(begin)

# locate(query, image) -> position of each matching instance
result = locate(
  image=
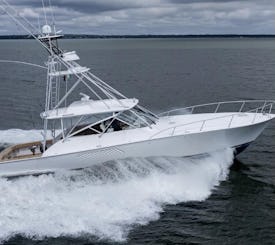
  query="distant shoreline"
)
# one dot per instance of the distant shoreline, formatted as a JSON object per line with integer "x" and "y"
{"x": 86, "y": 36}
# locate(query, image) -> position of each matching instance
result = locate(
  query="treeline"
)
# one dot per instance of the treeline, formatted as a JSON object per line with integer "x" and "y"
{"x": 82, "y": 36}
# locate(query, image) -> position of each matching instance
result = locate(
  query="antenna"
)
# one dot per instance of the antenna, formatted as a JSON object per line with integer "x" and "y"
{"x": 45, "y": 15}
{"x": 53, "y": 20}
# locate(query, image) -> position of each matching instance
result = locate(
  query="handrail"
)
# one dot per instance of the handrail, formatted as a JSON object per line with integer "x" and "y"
{"x": 192, "y": 108}
{"x": 267, "y": 104}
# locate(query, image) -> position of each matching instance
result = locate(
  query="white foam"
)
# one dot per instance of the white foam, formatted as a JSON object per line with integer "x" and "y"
{"x": 107, "y": 200}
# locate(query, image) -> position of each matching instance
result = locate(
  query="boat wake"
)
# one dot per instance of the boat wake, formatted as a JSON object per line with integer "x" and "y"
{"x": 107, "y": 200}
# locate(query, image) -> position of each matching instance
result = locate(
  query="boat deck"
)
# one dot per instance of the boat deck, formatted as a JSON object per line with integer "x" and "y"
{"x": 22, "y": 151}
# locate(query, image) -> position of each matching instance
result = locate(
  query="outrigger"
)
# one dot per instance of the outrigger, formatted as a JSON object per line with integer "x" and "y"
{"x": 104, "y": 125}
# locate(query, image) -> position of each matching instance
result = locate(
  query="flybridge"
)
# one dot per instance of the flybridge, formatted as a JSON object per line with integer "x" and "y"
{"x": 90, "y": 107}
{"x": 64, "y": 75}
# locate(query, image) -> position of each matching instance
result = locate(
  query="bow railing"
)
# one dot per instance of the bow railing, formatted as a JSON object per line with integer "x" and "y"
{"x": 266, "y": 108}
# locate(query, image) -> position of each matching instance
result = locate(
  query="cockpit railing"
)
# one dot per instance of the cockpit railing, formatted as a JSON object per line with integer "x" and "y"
{"x": 266, "y": 108}
{"x": 216, "y": 107}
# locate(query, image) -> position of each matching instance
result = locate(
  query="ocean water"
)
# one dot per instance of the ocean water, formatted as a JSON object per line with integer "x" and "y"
{"x": 211, "y": 200}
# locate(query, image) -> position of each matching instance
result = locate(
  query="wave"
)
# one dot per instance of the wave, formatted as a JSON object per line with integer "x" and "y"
{"x": 106, "y": 200}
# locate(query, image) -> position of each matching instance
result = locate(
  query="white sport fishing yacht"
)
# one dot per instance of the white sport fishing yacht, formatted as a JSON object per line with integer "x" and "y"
{"x": 105, "y": 125}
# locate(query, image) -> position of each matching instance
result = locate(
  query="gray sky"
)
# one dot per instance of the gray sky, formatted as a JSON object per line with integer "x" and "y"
{"x": 149, "y": 16}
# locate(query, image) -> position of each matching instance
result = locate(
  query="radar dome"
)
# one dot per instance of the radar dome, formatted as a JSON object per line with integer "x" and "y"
{"x": 46, "y": 29}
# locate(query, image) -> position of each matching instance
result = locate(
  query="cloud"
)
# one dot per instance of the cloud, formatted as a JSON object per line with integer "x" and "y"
{"x": 152, "y": 16}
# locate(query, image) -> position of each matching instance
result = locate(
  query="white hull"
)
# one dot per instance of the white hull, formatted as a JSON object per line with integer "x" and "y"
{"x": 178, "y": 145}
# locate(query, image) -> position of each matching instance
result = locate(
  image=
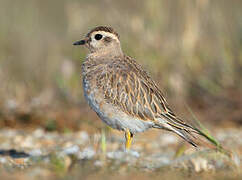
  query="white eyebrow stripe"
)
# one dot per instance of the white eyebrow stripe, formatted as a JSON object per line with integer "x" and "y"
{"x": 113, "y": 36}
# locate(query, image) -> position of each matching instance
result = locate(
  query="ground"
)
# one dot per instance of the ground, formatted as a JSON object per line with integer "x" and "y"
{"x": 37, "y": 154}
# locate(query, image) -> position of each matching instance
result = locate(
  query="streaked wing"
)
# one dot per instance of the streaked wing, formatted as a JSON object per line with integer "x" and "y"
{"x": 129, "y": 87}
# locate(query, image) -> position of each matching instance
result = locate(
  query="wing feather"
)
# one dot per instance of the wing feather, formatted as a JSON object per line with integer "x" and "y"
{"x": 128, "y": 86}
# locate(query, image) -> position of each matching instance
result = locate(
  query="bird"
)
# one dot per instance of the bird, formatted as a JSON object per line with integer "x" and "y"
{"x": 122, "y": 93}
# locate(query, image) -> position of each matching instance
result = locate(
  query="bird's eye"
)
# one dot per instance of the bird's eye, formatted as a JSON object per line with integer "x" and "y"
{"x": 98, "y": 36}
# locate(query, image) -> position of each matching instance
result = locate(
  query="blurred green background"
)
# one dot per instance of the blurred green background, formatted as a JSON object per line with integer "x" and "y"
{"x": 193, "y": 50}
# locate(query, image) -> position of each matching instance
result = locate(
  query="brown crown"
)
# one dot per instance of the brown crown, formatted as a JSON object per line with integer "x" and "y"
{"x": 105, "y": 29}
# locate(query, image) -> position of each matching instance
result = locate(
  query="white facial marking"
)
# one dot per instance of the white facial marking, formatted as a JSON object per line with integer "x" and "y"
{"x": 96, "y": 43}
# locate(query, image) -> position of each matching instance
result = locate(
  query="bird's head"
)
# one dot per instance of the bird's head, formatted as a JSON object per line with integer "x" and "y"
{"x": 101, "y": 39}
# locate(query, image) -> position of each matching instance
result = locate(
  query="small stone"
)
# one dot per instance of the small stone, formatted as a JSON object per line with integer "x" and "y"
{"x": 38, "y": 133}
{"x": 87, "y": 153}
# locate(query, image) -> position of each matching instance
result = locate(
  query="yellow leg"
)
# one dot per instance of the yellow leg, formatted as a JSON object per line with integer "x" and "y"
{"x": 128, "y": 137}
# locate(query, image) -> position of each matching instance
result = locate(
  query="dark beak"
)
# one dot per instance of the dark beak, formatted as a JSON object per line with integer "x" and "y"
{"x": 81, "y": 42}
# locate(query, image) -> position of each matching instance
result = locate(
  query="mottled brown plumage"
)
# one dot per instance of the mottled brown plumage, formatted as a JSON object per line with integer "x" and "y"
{"x": 121, "y": 92}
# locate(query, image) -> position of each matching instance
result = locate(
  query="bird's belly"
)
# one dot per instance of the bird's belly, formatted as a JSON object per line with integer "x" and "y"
{"x": 112, "y": 115}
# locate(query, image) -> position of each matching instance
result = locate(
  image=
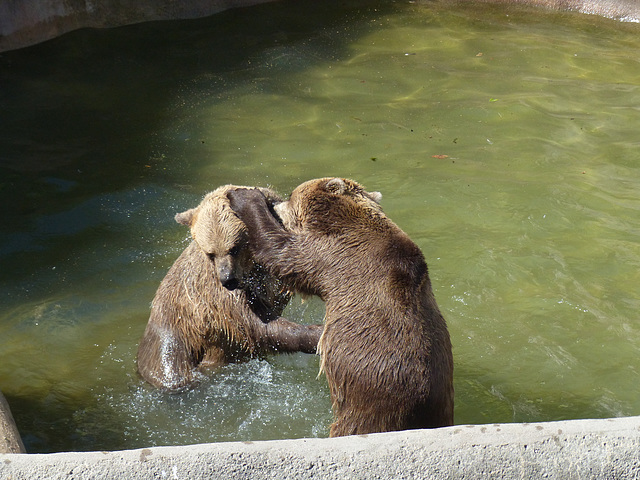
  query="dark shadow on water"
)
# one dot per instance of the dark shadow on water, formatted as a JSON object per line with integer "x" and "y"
{"x": 81, "y": 113}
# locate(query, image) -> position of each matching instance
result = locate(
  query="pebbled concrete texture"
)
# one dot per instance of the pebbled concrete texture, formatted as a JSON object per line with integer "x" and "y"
{"x": 576, "y": 449}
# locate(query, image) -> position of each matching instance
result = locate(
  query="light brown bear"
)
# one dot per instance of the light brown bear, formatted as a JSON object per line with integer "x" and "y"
{"x": 216, "y": 305}
{"x": 385, "y": 348}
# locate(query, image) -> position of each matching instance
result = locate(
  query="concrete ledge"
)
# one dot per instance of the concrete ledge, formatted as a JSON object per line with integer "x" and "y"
{"x": 584, "y": 449}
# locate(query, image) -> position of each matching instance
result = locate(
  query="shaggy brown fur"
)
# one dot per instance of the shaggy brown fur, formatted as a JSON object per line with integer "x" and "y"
{"x": 385, "y": 348}
{"x": 216, "y": 305}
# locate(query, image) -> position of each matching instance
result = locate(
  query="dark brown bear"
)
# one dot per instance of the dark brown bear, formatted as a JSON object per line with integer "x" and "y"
{"x": 216, "y": 305}
{"x": 385, "y": 348}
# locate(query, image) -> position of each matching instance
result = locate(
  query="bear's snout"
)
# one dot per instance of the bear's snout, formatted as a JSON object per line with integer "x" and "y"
{"x": 227, "y": 273}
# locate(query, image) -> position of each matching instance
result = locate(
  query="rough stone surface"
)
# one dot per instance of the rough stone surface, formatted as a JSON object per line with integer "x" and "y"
{"x": 10, "y": 441}
{"x": 24, "y": 23}
{"x": 578, "y": 449}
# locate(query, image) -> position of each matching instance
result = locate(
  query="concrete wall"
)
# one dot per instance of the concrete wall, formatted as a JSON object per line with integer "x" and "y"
{"x": 10, "y": 441}
{"x": 578, "y": 449}
{"x": 24, "y": 23}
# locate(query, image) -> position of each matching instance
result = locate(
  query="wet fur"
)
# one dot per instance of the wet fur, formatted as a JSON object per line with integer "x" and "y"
{"x": 385, "y": 348}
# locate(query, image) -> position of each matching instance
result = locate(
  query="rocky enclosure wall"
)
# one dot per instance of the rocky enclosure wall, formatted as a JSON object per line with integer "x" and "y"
{"x": 24, "y": 23}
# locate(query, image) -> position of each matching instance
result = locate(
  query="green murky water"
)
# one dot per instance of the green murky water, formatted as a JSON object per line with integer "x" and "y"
{"x": 504, "y": 141}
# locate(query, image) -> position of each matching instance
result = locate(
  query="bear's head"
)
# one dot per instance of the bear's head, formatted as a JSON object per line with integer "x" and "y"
{"x": 326, "y": 202}
{"x": 222, "y": 236}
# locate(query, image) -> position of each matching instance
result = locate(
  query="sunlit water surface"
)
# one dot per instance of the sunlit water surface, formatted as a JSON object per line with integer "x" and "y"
{"x": 505, "y": 143}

(end)

[YOUR TASK]
Find every line in the listing above that contains the string "background" and copy each such line in full. Case counts.

[EXERCISE SOLUTION]
  query="blurred green background"
# one dot per instance of the blurred green background, formatted as a JSON object per line with integer "x" and "y"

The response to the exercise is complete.